*Source document:*
▶
The results show that the generalised wave equation strongly dominates the restricted versions of the regression, with adjusted \(R^2\) 0.72 and 0.74 for National and London universes respectively. The nearest contender is momentum, with adjusted \(R^2\) of 0.52.

The signs of the coefficients are as expected, so for example d.c takes the value .7 in the national model - this would take the value 1 in a ‘pure wave equation’ model, the reason being that if we take d.c to the left-hand-side we get the second difference in time of c. The restrictions have highly significant F statistics, so we reject them.

4 Current forecasts

Using the unrestricted specification we can feed in the current values for \(\Delta_t(c)\) (d.c or momentum), \(\Delta_i(c)\) (D.c or cross-sectional price slope) and \(\Delta_i^2(c)\) (D.D.c or cross-sectional price curvature).

The results are tabulated. This then is a 1-year forecast for the cyclical part of log return which is driven from the ‘ripple effect’ and captured in the generalised wave equation. Being 1-year forecasts they exclude seasonal effects - seasonals are addressed in another white paper.

London model
Area price/m2 log(price/m2) 12m cyclical forecast
WC: London 14900 9.6 NA
W: London 11900 9.4 -0.031
NW: London 9000 9.1 -0.027
N: London 7200 8.9 -0.037
E: London 6300 8.8 -0.030
KT: Kingston 5900 8.7 -0.020
UB: Southall 5000 8.5 -0.034
CR: Croydon 4600 8.4 -0.027
RM: Romford 4200 8.4 NA

National model
Area price/m2 log(price/m2) 12m cyclical forecast
WC: London 14900 9.6 NA
NW: London 9000 9.1 -0.025
SE: London 6700 8.8 -0.027
CR: Croydon 4600 8.4 -0.018
CO: Colchester 3100 8.0 0.003
B: Birmingham 2600 7.9 0.013
M: Manchester 2400 7.8 0.025
BL: Bolton 1900 7.5 0.036
TS: Cleveland 1500 7.3 NA

  • The ‘edge’ areas do not have forecasts in this specification because the price curvature is undefined.

  • The forecast for NW and CR differ across the two models because neither the coefficients nor the cross-sectional slope and curvature data are the same for this area. The definition of slope and curvature has been arbitrary in units of ‘x’. Nevertheless, the differences are less than 1%.

  • In general we can see that the negative cyclical return which started in London early 2016 is rippling slowly out, and the positive return which preceded it has reached the northern centres.

5 Conclusions

  • A finite difference version of the wave equation can be fitted to price data with significant coefficients on all components

  • The equation dominates three alternative specifications

  • It has significant forecast power both nationally and in the London region and \(R^2\) exceeding 0.7

  • There is a simple and powerful intuition behind the quantified ‘ripple effect’: quite simply that when prices are ‘out of line’ in the 2nd derivative, they mean-revert

  • The forecasts are plausible and economically significant in magnitude

Author: Giles Heywood
◀
*Data lines:*
▶
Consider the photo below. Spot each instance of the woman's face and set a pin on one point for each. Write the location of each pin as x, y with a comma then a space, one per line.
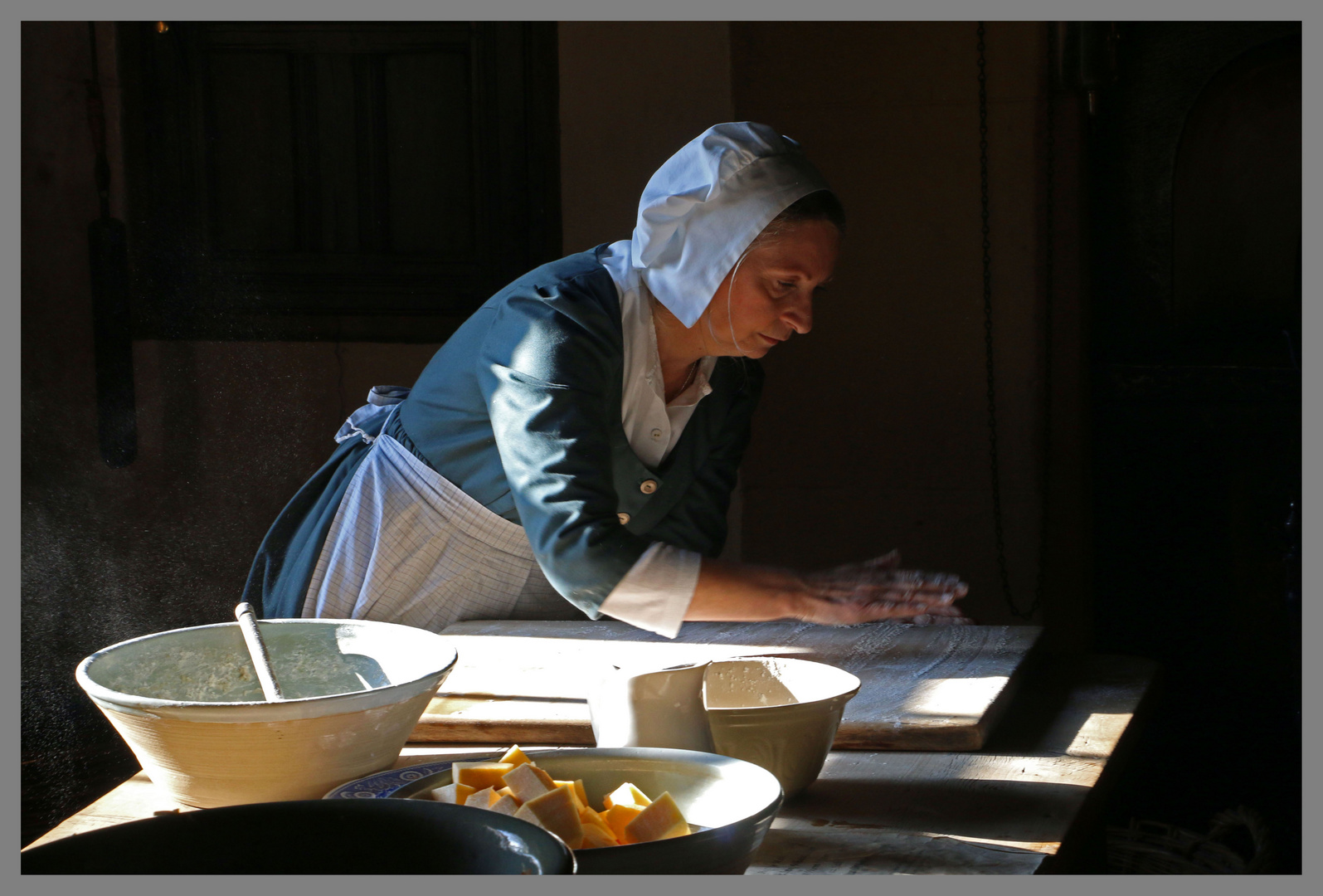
◀
*Work to complete:*
**1)** Please repeat the part of the ripple-effect text between "Using the unrestricted" and "another white paper.", inclusive.
**2)** Answer these from the ripple-effect text:
(a) What adjusted R² does momentum reach?
(b) What 12-month cyclical forecast does the National model give for B: Birmingham?
(c) Why do the edge areas lack forecasts?
Rely on the ripple-effect text alone.

*Solutions for each task:*
**1)**
Using the unrestricted specification we can feed in the current values for \(\Delta_t(c)\) (d.c or momentum), \(\Delta_i(c)\) (D.c or cross-sectional price slope) and \(\Delta_i^2(c)\) (D.D.c or cross-sectional price curvature).

The results are tabulated. This then is a 1-year forecast for the cyclical part of log return which is driven from the ‘ripple effect’ and captured in the generalised wave equation. Being 1-year forecasts they exclude seasonal effects - seasonals are addressed in another white paper.

**2)**
(a) 0.52
(b) 0.013
(c) The price curvature is undefined for them.